*Document:*
┌──
What does git "behind or ahead by X commits" really mean?

Question

So git status returned

Your branch is ahead of 'origin/Dev-Branch' by 5 commits.
  (use "git push" to publish your local commits)

I did that and now git status returns

Your branch is up to date with 'origin/Dev-Branch'.

but git log shows that my last commit was from the day before: i.e. nothing got pushed to origin today

How does Git calculate the behind and ahead commits messages?

Answer 1

nothing got pushed to origin today

Your commits were pushed to origin today, when you ran the git push command.

But those commits were made yesterday. The timestamps on the commits show the time at which they were committed, NOT when they were pushed.

The time when the branch was pushed might be recorded on GitHub, or have generated some emails, or is stored the git reflog, but isn't really recorded in basic git itself. Your branches do not store the timestamps of when they were created or pushed.

How does Git calculate the behind and ahead commits messages?

If your remote and local branches are pointing to the same commit, they are "up to date". Otherwise, one is ahead of the other by the X commits that you've made.

When you're working on your computer, making commits locally, your local branch is "ahead" of the remote branch. After you push those local changes to the remote repo, your branches will be "up to date".

Answer 2

Working with git is a dance between the following trinity:

1. Dev-Branch local, currently checked out
2. Dev-Branch on the remote repository
3. (remotes/)origin/Dev-Branch - local copy of the remote's Dev-Branch

The ahead/behind is about 1 and 3.

3. is what gets updated when you do a fetch (and git pull = fetch & merge).

Answer 3

It helps a lot to understand Git if you keep in mind these items:

• Git is all about commits. Branches—or branch names—only matter in terms of letting you (and Git) find hash IDs. The hash IDs are the real names of the commits. The hash IDs look random, so we need names to find them. A branch name, such as master or dev, holds one hash ID: the hash ID of the last commit in that branch.
└──
*The request:*
Repeat the passage of the Git thread word for word, starting at "But those commits" and ending at "created or pushed.".

[Coordinate annotation entries]
┌──
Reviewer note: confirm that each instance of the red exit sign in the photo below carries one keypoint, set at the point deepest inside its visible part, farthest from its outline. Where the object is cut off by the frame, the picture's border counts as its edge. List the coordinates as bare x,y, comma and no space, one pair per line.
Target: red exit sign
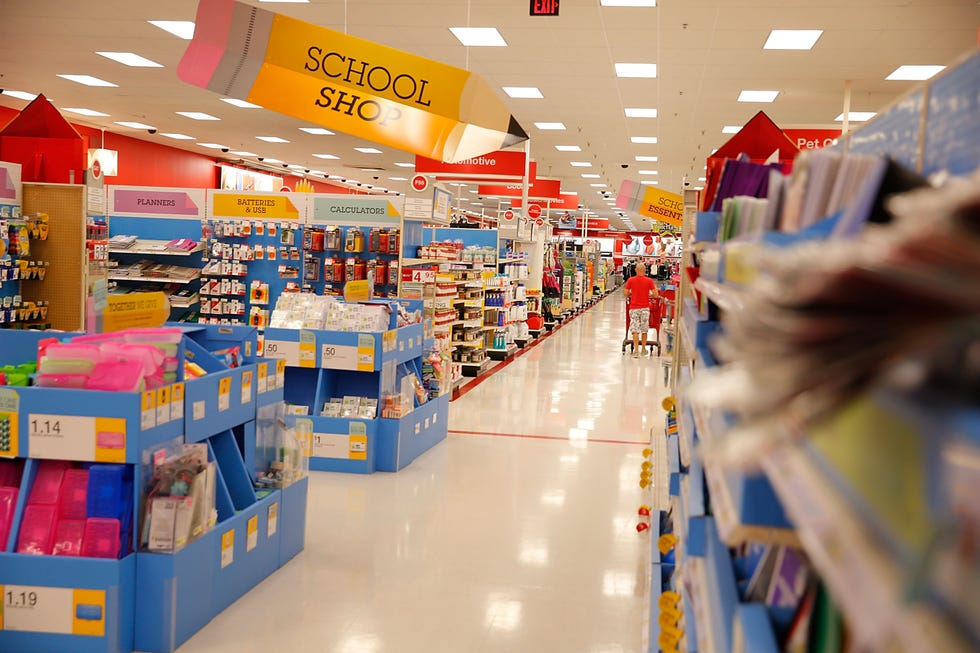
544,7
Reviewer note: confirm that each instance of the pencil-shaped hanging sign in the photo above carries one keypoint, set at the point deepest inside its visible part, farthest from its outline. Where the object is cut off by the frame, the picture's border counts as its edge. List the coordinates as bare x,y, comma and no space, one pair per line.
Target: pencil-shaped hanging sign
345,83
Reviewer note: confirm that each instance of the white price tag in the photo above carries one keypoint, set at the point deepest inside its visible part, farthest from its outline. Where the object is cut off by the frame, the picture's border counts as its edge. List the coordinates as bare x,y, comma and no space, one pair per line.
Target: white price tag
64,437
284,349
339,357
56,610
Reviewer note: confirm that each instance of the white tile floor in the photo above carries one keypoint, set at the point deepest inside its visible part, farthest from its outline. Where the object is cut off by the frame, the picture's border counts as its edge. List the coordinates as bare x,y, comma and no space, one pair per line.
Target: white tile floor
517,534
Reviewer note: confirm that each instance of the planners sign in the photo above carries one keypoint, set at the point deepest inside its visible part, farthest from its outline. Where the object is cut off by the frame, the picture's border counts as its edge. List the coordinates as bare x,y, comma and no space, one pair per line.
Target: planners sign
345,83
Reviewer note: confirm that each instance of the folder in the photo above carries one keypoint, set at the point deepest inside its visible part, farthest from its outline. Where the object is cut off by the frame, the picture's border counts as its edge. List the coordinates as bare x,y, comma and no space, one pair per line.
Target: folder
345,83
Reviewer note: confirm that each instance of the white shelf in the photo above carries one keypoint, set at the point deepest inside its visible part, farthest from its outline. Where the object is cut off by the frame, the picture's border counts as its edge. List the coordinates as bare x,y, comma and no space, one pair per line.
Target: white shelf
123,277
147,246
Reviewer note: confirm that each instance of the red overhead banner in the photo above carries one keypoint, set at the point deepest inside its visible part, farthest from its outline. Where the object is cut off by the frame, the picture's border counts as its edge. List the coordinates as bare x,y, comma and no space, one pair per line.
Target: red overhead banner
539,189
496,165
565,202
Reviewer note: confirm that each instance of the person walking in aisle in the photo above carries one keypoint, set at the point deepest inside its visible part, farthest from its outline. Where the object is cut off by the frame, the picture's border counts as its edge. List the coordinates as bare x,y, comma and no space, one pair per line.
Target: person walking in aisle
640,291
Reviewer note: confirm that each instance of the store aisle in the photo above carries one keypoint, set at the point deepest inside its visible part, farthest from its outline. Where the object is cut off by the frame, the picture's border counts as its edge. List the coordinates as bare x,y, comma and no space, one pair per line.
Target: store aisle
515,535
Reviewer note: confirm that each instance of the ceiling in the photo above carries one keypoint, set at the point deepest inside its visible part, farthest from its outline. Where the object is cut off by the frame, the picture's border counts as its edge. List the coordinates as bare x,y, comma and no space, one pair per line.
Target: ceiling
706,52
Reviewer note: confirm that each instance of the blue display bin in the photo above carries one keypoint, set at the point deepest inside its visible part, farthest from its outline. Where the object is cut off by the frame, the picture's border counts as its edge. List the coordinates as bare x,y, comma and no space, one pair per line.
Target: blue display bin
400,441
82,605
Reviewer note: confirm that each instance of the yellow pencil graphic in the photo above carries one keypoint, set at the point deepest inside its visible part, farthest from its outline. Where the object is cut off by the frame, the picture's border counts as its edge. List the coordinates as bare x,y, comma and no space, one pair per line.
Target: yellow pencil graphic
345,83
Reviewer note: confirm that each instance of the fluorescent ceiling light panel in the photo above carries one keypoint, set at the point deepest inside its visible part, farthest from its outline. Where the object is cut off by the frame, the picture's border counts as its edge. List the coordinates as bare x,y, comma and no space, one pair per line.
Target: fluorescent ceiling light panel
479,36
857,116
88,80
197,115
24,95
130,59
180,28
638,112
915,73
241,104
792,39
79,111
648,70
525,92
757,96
└──
*Task answer:*
But those commits were made yesterday. The timestamps on the commits show the time at which they were committed, NOT when they were pushed.

The time when the branch was pushed might be recorded on GitHub, or have generated some emails, or is stored the git reflog, but isn't really recorded in basic git itself. Your branches do not store the timestamps of when they were created or pushed.